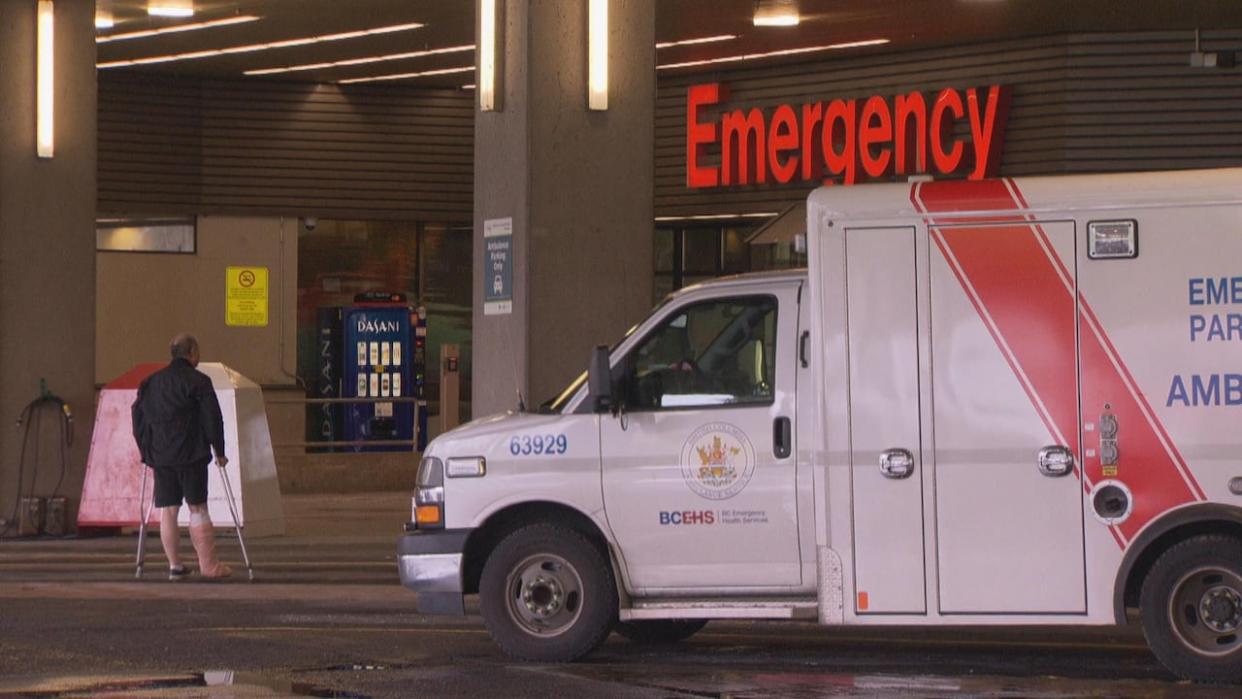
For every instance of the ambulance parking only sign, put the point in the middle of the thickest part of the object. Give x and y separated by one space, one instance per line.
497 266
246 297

* * *

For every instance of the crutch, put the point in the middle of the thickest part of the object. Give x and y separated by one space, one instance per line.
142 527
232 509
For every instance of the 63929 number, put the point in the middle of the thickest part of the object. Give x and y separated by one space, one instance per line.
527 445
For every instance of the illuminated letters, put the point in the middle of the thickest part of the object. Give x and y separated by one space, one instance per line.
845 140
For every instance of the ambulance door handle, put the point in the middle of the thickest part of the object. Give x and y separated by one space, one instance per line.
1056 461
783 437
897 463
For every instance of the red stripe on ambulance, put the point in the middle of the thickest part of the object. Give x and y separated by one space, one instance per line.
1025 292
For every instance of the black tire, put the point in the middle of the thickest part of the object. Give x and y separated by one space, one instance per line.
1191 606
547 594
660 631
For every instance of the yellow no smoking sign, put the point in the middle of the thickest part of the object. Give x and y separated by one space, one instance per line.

...

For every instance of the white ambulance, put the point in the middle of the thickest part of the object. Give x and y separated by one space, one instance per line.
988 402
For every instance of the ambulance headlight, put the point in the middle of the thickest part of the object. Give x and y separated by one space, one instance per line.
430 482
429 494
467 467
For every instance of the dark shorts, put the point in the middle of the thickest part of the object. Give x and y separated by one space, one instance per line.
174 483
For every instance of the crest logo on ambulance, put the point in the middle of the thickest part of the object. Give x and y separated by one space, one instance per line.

Your objective - Set down exactly the lines of the data above, beginning with the line that has "For every instance of the crutch, put" and ending with the line that has "For every instance of the yellow", and no others.

Written solution -
For every instance of the crutch, put the point in the middle of the thickest part of the object. Give x and y separated by one space, one instance per line.
142 527
232 509
For every instance of the 63929 number, put the point in the middle of the thickest part of the object. Give x and y separated by one space, one instance per line.
527 445
For every instance of the illuminated letters, put the point in the middle of the thickest part of the object. Give x and y separated by one space, one instance per line.
845 140
For every instance of the ambulance door handle, put the point in the middle of the thickest part of the object. Give x and y separated by one space, one instance per line.
1056 461
783 437
897 463
For every instance of the red stripe on ambulance, put the point in the middle of the thickest part of the object. Give x and y separated by one space, one instance per line.
1025 292
For every instance of the black tire, put the point in the middle of the thickest part of the object. Give x and y separated by one space, one instance per line.
1191 606
547 594
660 631
For every instance of the yellow no smoking sign, put the point in the middle of the thickest part of the object. Give x and y separated by one space, one instance per line.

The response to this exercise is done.